Data provided below:

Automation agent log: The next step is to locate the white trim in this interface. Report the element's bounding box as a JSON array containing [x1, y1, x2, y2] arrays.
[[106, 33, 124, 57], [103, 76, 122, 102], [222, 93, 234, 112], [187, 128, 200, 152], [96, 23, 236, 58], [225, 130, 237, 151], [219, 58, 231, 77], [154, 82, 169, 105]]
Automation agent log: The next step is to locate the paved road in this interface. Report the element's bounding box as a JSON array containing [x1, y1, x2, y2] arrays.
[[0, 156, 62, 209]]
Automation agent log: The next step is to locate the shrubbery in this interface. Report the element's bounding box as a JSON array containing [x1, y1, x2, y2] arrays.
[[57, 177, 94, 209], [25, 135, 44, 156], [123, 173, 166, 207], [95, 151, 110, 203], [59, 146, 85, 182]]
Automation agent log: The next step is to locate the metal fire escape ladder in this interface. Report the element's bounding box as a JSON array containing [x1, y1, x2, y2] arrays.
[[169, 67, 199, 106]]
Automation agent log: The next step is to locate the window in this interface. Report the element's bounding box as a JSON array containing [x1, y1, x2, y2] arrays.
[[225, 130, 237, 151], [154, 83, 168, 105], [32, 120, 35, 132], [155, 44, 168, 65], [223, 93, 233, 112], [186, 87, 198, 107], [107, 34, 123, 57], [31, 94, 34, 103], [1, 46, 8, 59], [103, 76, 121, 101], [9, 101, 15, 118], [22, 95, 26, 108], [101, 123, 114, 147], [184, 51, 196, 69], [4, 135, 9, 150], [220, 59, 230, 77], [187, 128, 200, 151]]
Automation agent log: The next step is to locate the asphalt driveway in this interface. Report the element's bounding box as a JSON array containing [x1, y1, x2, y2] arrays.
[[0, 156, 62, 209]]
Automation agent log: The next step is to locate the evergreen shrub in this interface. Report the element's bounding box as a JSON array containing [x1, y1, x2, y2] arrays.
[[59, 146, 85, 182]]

End of Data provided.

■ **Task directions**: Please return the whole listing, line for line, exactly.

■ **Completed task**:
Automation agent log: The next step is to locate the white trim in this interface. Report the element's bounding box as a JSON array containing [x1, y1, x2, y2] arrays.
[[106, 33, 124, 57], [103, 76, 122, 102], [222, 93, 234, 112], [187, 128, 200, 152], [96, 23, 236, 58], [225, 130, 237, 151], [219, 58, 231, 77], [154, 82, 169, 105]]
Automation agent log: The next step is to locate the paved road in this interface. Report the element's bounding box as a JSON array containing [x1, y1, x2, y2] arrays.
[[0, 156, 62, 209]]
Automation agent log: The next step is to locate the shrubbery in this interface. Report the element's bounding box as a JSON array containing [x1, y1, x2, y2] arrays.
[[57, 177, 94, 209], [25, 135, 44, 156], [123, 173, 166, 207], [95, 151, 110, 203], [59, 146, 85, 182]]
Automation agent log: The next step is to locate the metal fire escape ladder in this interface. Report the element's bounding box as a JSON array containing [x1, y1, x2, y2] arrays.
[[169, 67, 199, 106]]
Automation agent log: The next step is to locate the window in this interface. Report the element's bounding box as a JSON array containing [x1, y1, x2, y2] arrays.
[[225, 130, 237, 151], [154, 83, 168, 105], [32, 120, 35, 132], [155, 44, 168, 65], [223, 93, 233, 112], [186, 87, 198, 107], [107, 34, 123, 57], [31, 94, 34, 103], [1, 46, 8, 59], [103, 76, 121, 101], [9, 101, 15, 118], [22, 95, 26, 108], [101, 123, 114, 147], [184, 51, 196, 69], [4, 135, 9, 150], [220, 59, 230, 77], [187, 128, 200, 151]]
Automation agent log: The next step is to locate the asphalt driveway in this interface. Report the element's bounding box as a JSON array containing [x1, y1, x2, y2] arrays.
[[0, 156, 62, 209]]
Automation agent log: The next step is to locate the evergreen shrub in this interface. Report the element's bounding box as a JSON array containing [x1, y1, x2, y2] arrays.
[[59, 146, 85, 182]]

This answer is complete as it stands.